*** Opening of Supplied records ***

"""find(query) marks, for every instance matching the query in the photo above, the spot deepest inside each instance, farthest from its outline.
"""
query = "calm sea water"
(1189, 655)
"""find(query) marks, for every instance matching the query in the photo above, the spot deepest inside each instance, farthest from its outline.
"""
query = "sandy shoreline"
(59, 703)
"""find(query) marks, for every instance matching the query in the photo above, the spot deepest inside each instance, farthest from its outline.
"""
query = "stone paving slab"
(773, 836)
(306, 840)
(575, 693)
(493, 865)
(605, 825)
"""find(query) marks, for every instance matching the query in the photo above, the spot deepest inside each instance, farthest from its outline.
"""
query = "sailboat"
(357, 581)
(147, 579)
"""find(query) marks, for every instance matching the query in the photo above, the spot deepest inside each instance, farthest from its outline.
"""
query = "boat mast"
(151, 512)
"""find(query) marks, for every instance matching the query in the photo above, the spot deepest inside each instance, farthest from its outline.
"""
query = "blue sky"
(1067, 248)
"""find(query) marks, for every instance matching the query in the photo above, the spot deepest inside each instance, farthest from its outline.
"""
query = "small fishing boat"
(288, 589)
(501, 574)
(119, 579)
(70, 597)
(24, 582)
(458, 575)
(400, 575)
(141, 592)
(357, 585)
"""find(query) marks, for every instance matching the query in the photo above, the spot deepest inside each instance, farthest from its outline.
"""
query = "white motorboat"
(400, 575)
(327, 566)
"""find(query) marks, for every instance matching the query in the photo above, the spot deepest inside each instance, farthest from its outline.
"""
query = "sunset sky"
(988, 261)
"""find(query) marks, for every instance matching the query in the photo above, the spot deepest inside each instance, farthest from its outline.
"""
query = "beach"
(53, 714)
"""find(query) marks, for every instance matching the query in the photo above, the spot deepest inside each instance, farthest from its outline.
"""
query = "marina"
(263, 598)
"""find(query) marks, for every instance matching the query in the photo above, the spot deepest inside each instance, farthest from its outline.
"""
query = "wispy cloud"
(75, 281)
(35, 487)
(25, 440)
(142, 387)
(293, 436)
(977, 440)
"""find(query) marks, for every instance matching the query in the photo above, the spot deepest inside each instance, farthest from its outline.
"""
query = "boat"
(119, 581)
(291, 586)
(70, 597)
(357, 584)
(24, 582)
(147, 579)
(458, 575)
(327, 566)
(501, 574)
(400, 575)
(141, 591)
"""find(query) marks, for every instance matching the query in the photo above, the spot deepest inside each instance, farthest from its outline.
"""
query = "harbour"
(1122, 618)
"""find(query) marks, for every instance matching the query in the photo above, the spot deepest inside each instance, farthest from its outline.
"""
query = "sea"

*** Close of Supplied records ***

> _The task_
Would you write the material out again, exactly as given above?

> _Output of the exercise_
"""find(query) marks, for every instance matching the query in the photo above, the spot deepest inside each instance, farthest from its outline.
"""
query = "calm sea water"
(1189, 655)
"""find(query) marks, for every instance matching the query in the photo above, the spot deepest inside each instance, farthest from its outline.
"""
query = "sandy shoreline"
(59, 703)
"""find(query) marks, for every instance matching the query in the photo above, the spot deepest inside each instance, farthest from its outline.
"""
query = "stone paving slab"
(773, 836)
(306, 840)
(575, 693)
(493, 865)
(605, 825)
"""find(query) marks, for every instance matching the query in the photo above, the spot deepest inside each instance, farthest from its outline.
"""
query = "sailboat"
(357, 581)
(147, 579)
"""find(query) marks, for every instance matching the query in the photo above, the spot deepest inside each instance, farthest from its outline.
"""
query = "boat mast"
(151, 512)
"""find(query) marks, for every instance matching the query in the photo above, the spot deepest inside each instance, farthest from its outline.
"""
query = "blue sky"
(1067, 248)
"""find(query) marks, for every instance matching the query in the photo above, the spot deepest inside each instance, farthest from its outline.
"""
query = "small fishing boat"
(288, 589)
(501, 574)
(119, 579)
(70, 597)
(24, 582)
(458, 575)
(400, 575)
(141, 592)
(357, 585)
"""find(query) marks, for every instance matching the query in the photo above, the spot deepest inside each instance, farthest from its outline.
"""
query = "white motorboat"
(400, 575)
(327, 566)
"""find(query) marks, for every instance matching the query in the photo above, the spot deepest inside each instance, farthest from its outline.
"""
query = "sunset sky"
(988, 261)
"""find(query) marks, for every instance matching the query in the photo above, the spot deepest inside each instance, farthest from its outline.
"""
query = "beach"
(53, 714)
"""find(query) marks, for every instance matching the query in the photo above, the spot deepest inside each instance, farthest from its outline.
"""
query = "marina"
(263, 598)
"""find(query) marks, for every instance matching the query in the photo above, the spot deepest inside each instance, farthest from its outline.
"""
query = "wispy cloud"
(75, 281)
(35, 487)
(25, 440)
(142, 387)
(293, 436)
(977, 440)
"""find(query) marks, for every instance matching the query in the photo above, the spot deepest inside each instance, farthest from its outline.
"""
query = "boat"
(119, 581)
(291, 586)
(70, 597)
(357, 584)
(24, 582)
(147, 579)
(458, 575)
(327, 566)
(501, 574)
(400, 575)
(141, 591)
"""find(query) marks, for every instance matching the query in the photo above, the spot deepest inside each instance, farthest from its outline.
"""
query = "harbour"
(1122, 618)
"""find(query) marks, for every instance matching the query in the photo above, the spot deepest inside each instance, farthest from its outline.
"""
query = "sea"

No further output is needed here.